Objetivos
A – Cita do excerto, sem alterações, o segmento que vai de "Finkanda purmeru dubi, ai" a "Na Luta (1975)".
B – Diz se cada afirmação está de acordo com o excerto, respondendo sim ou não e citando as palavras exatas do excerto que o decidem: (i) A pessoa que escreve cresceu em Lisboa. (ii) Os poetas africanos cujas vozes se ouvem nasceram antes de 1975. (iii) O primeiro tema abordado é a ideia de independência.

Excerto transcrito
# # # #

Finkanda purmeru dubi, ai

Di kasa ki no misti kumpu

 

[Se estás à frente na luta
Toma a dianteira,
Finca o primeiro tijolo
Da casa que queremos construir]

 

José Carlos Schwarz – Si Bu Sta Dianti Na Luta (1975)

 

 

 

 

Cresci em Lisboa, mas vivi nos Açores e, recentemente, no Baixo Alentejo. Produto de uma geração globalizada, aconteceu-me ter ido trabalhar em projetos culturais, de educação e jornalismo, por alguns anos, para Cabo Verde, Angola, Moçambique, Brasil (Rio e São Paulo), Guiné-Bissau, São Tomé e Príncipe e África do Sul. Vou regressando a alguns desses lugares onde mantenho uma vida afectiva e laboral, e sempre aprendo e me reivento num processo de escuta ativa.

 

O DIPANDA resulta da vontade de mostrar algumas das reflexões poéticas que pululam por esses países. O primeiro é sobre a ideia de independência, essa bela palavra que dialoga consigo mesma e com o outro. O ano zero, um momento de potencial, onde tudo se podia reiventar e prometer. O momento da celebração e da tensão, de construir o primeiro tijolo de uma casa ou de um país.  Ouvimos vozes de poetas africanos nascidos depois de 1975, que expressam, a partir dos seus lugares, uma certa desilusão pela independência boicotada, adiada, presa às memórias. Vozes que já não acham tanta graça a que os mais-velhos digam “não foi isto que combinámos”. É que não foi mesmo isto que combinámos. Vozes dessa dipanda que todos os dias se tenta cumprir um pouco mais.

# # # #

Extrato de dados
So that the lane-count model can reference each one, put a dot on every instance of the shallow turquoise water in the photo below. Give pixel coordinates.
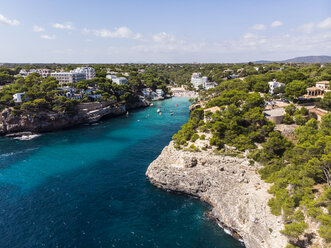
(86, 187)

# # # #

Respostas aos exercícios
A –
Finkanda purmeru dubi, ai

Di kasa ki no misti kumpu

 

[Se estás à frente na luta
Toma a dianteira,
Finca o primeiro tijolo
Da casa que queremos construir]

 

José Carlos Schwarz – Si Bu Sta Dianti Na Luta (1975)

B –
(i) Sim: "Cresci em Lisboa".
(ii) Não: "poetas africanos nascidos depois de 1975".
(iii) Sim: "O primeiro é sobre a ideia de independência".